══ SOURCE PASSAGE ══

Saturday, March 1, 2014

The Difference Between Winning and Success

John Wooden


John Wooden created his own definition of success way back in 1934 as a high school English teacher.  We complain about the entitlement that students and their parents have now like it is a new phenomenon, but Coach Wooden was dealing with it back in the 1930’s and ‘40’s.  He said that his parents just expected their students get an A or a B, and when a student didn’t receive and A or B, the parents placed blame on the teacher instead of the student.

He said that he believes that the Lord did not create everybody equal, and that includes size, athleticism, and intelligence, and that he believed that not everybody could earn an A or B and that he didn’t like that way of judging.  

"Success is a piece of mind attained only through self-satisfaction in knowing you made the effort to do the best of which you’re capable."

"My father tried to teach me and my brothers that you should never try to be better than someone else.  Always learn from others and never cease trying to be the best that you can be.  That’s under your control, and if you get to engrossed and involved and concerned with things in which you have no control, it will adversely reflect the things over which you have control."

"At God’s footstool, to confess,
a poor soul knelt and bowed his head.
“I failed,” he cried.” The master said,
“Thou didst thy best. That is success.”

“No printed word, nor spoken plea can teach young minds what they should be. Not all the books on all the shelves – but what the teachers are themselves.” – Rudyard Kipling

"In whatever you’re doing, you must be patient.  You have to have patience.  We talk about our youth being impatient a lot, and they are.  They want to change everything.  They think all change is progress, until we get a little older and we tend to let things go and we forget that there is no progress without change.  So you must have patience."

"I believe that we must have faith.  I believe that we must truly believe; not just give a word service but believe that things will work out as they should providing we do what we should.  I think our tendency is to hope that things turn out the way that we want them too much of the time, but we don’t do the things that are necessary to make those things a reality."

"Don’t wine, don’t complain, don’t make excuses.  If you get out there and whatever you’re doing, do it to the best of your ability.  Nobody can do better than that."

"If you always do the best you can, the byproduct, the results, will generally be what they should be.  It won’t always be what you want, but it will be what should be."

"The journey is better than the end. 
Sometimes when you get there, there’s almost a let down, but its getting there that’s the fun."

═══
══ RECORDS PROVIDED ══

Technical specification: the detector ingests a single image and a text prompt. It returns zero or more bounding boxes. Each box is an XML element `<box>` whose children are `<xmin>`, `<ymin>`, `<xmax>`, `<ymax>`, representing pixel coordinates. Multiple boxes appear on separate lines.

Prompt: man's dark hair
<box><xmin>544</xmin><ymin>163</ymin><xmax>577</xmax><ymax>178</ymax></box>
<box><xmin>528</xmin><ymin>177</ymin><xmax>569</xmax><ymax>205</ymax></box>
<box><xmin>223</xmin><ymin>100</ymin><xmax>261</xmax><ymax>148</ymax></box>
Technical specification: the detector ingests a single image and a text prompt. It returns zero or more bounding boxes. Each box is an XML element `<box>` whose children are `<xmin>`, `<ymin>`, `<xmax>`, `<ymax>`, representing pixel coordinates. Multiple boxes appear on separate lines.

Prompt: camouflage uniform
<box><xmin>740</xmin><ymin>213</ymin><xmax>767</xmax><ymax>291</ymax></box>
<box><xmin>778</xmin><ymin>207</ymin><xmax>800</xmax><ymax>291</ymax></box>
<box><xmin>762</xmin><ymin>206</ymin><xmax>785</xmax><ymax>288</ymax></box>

═══

WHAT YOU WILL DO ::
In the post about John Wooden's view of success, what year did he create his own definition of success? Please also give the job he held at the time.

ANSWER SECTION ::
He created it in 1934, while he was a high school English teacher.